Document segment:
☆ ☆ ☆ ☆ ☆ ☆ ☆

Literature / Sprawl Trilogy

The Sprawl Trilogy by William Gibson is considered to be one of the earliest examples of cyberpunk, and as such is a major Trope Maker for the genre. The first book, Neuromancer, was published in 1984 and widely acclaimed, winning the Nebula, Hugo, and Philip K. Dick awards. It was followed in 1986 by Count Zero, and the final book in the trilogy, Mona Lisa Overdrive was published in 1988. All three have fallen victim to Zeerust and Technology Marches On to some degree, but remain quite readable thanks to more than a few of Gibson's ideas becoming reality, or at least a styled version of it.

Each book stands alone, more or less, though there is a distinct overlap in characters and all three share the same setting- the Sprawl. Which is nickname for the Boston-Atlanta Metropolitan Axis, a massive city state on the East Coast of the United States. As is to be expected in 80s cyberpunk, the Sprawl (and, for that matter, Gibson's entire world) is decidedly dystopian in feel. They're set in a world of Black and Gray Morality, after the The Great Politics Mess-Up, but were published in a time when that was considered quite revolutionary.

☆ ☆ ☆ ☆ ☆ ☆ ☆

Set of tasks:
a) According to the Sprawl Trilogy text, what city area does the nickname "the Sprawl" refer to?
b) Reproduce the stretch of the Sprawl Trilogy text from "The Sprawl Trilogy" through "version of it.", substituting "enjoyable" for "readable".
c) Decide whether each statement agrees with the Sprawl Trilogy text, answering yes or no and quoting the words that settle it: (i) Count Zero came out in 1986. (ii) The Sprawl lies on the West Coast of the United States. (iii) Neuromancer won the Hugo award.

☆ ☆ ☆ ☆ ☆ ☆ ☆

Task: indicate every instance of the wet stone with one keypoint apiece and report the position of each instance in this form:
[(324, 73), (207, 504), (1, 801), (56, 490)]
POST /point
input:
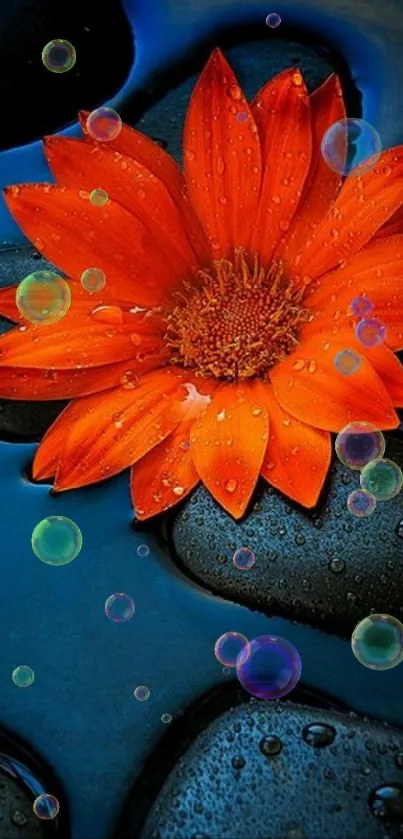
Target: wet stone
[(343, 568), (342, 789)]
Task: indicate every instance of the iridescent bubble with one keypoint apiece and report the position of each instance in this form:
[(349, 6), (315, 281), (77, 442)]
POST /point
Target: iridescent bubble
[(358, 443), (56, 540), (377, 642), (268, 667), (228, 646), (142, 693), (93, 279), (383, 478), (347, 362), (243, 559), (59, 56), (361, 306), (99, 197), (43, 297), (46, 806), (351, 147), (119, 607), (371, 332), (104, 124), (361, 503), (273, 20), (23, 676)]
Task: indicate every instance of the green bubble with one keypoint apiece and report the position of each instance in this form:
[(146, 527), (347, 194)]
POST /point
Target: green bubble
[(43, 297), (23, 676), (59, 56), (377, 642), (56, 540), (93, 279), (382, 478)]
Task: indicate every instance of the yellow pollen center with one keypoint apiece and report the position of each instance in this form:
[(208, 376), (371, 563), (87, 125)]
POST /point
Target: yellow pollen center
[(241, 320)]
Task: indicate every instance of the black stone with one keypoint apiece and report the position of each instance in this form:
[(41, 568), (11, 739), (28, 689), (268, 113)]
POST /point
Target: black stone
[(323, 567), (225, 785)]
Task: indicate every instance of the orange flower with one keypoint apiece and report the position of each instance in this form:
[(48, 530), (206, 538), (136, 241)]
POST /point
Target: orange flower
[(209, 354)]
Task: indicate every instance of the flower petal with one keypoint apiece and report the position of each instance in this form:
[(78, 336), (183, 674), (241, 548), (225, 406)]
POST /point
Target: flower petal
[(222, 157), (322, 184), (30, 383), (228, 443), (78, 165), (139, 147), (118, 427), (375, 272), (309, 387), (297, 457), (75, 235), (362, 206), (165, 475), (283, 116)]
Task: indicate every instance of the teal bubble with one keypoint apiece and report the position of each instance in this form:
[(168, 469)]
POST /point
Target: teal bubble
[(23, 676), (43, 297), (46, 806), (351, 147), (377, 642), (56, 540), (383, 478)]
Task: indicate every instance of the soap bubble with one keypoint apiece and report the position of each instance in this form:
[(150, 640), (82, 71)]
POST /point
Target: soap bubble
[(347, 362), (46, 806), (142, 693), (93, 279), (59, 56), (383, 478), (243, 559), (351, 147), (228, 646), (104, 124), (56, 540), (361, 503), (273, 20), (370, 332), (23, 676), (99, 197), (43, 297), (268, 667), (377, 642), (119, 607), (358, 443), (361, 306)]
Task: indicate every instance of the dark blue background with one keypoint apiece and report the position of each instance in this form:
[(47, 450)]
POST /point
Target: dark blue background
[(80, 713)]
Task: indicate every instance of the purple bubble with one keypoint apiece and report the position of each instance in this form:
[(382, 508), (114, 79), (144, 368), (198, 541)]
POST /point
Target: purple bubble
[(268, 667), (370, 332), (361, 306)]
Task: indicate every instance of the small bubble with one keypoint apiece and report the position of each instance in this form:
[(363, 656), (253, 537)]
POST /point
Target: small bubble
[(93, 280), (273, 20), (347, 362), (104, 124), (243, 559), (58, 56), (23, 676), (99, 197), (371, 332), (142, 693), (119, 607), (46, 806)]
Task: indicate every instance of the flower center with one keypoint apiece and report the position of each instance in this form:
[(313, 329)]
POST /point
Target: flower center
[(241, 320)]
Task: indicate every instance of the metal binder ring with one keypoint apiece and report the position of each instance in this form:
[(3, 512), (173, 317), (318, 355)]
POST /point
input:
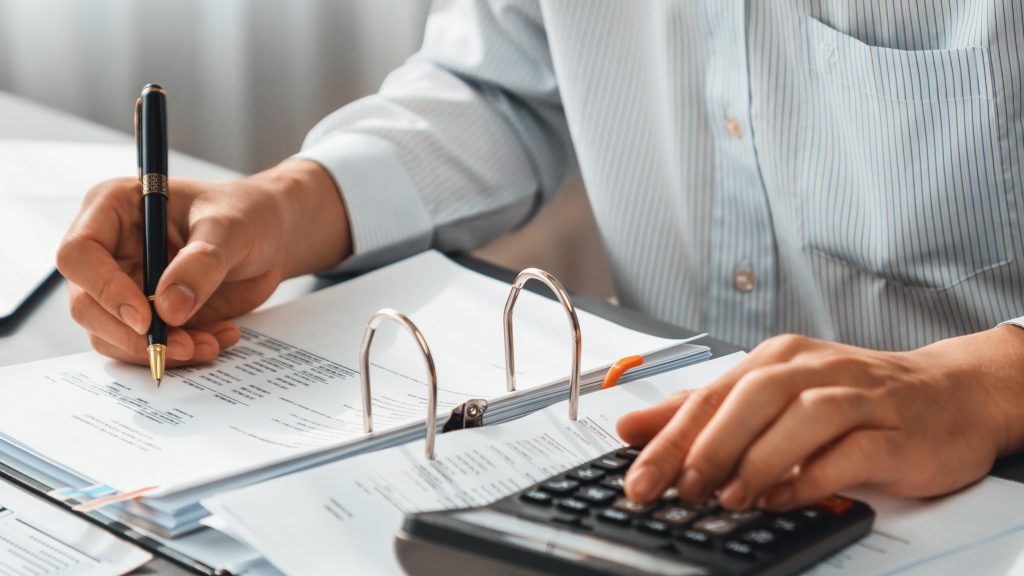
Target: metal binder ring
[(563, 297), (368, 338)]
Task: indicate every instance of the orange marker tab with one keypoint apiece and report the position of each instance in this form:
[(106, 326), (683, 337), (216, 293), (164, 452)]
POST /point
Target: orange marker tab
[(620, 368)]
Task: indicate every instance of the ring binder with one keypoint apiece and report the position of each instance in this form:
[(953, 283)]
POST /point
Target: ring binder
[(563, 297), (368, 338)]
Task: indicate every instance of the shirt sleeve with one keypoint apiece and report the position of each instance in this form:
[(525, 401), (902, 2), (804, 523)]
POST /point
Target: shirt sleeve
[(460, 145), (1015, 322)]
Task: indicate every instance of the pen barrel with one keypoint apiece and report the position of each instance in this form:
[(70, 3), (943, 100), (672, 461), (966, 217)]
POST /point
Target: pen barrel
[(155, 255)]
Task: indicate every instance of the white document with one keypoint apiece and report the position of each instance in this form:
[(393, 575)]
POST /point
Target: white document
[(273, 399), (42, 184), (907, 533), (346, 513), (40, 539)]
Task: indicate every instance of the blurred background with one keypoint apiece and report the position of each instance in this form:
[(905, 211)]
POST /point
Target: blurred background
[(254, 77)]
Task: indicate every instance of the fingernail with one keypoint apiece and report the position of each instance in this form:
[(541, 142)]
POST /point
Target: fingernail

☆ ☆ ☆ ☆ ☆ ☆ ☆

Solutions to each task:
a) The Boston-Atlanta Metropolitan Axis.

b)
The Sprawl Trilogy by William Gibson is considered to be one of the earliest examples of cyberpunk, and as such is a major Trope Maker for the genre. The first book, Neuromancer, was published in 1984 and widely acclaimed, winning the Nebula, Hugo, and Philip K. Dick awards. It was followed in 1986 by Count Zero, and the final book in the trilogy, Mona Lisa Overdrive was published in 1988. All three have fallen victim to Zeerust and Technology Marches On to some degree, but remain quite enjoyable thanks to more than a few of Gibson's ideas becoming reality, or at least a styled version of it.

c)
(i) Yes: "It was followed in 1986 by Count Zero"
(ii) No: "a massive city state on the East Coast of the United States"
(iii) Yes: "winning the Nebula, Hugo, and Philip K. Dick awards"